■ Working data:
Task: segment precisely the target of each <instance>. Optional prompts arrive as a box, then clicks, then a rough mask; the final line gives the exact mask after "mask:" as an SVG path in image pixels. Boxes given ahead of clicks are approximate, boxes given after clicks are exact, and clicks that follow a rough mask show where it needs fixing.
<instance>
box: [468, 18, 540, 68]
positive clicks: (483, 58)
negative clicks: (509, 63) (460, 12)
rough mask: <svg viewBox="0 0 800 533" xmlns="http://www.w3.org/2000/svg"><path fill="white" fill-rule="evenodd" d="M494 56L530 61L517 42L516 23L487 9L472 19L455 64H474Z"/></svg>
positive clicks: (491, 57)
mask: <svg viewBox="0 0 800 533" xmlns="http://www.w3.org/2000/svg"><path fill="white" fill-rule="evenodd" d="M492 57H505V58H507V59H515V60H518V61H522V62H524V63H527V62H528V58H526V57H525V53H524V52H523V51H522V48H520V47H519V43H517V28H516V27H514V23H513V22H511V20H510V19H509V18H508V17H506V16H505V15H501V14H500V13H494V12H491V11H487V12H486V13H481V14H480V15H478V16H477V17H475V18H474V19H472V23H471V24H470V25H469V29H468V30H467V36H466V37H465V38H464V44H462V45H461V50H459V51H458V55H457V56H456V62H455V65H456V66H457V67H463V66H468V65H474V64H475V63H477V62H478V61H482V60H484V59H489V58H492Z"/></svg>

■ What is required: Looking through the records, copy out every line in which the word "instance" is found.

■ Written solution:
Task: segment precisely the target of each <instance>. Optional prompts arrive as a box, then clicks, then a rough mask; the final line gives the exact mask after "mask:" as an SVG path in image pixels. Boxes given ahead of clicks are approximate, boxes given after clicks are exact, and clicks that follow a rough mask show where it needs fixing.
<instance>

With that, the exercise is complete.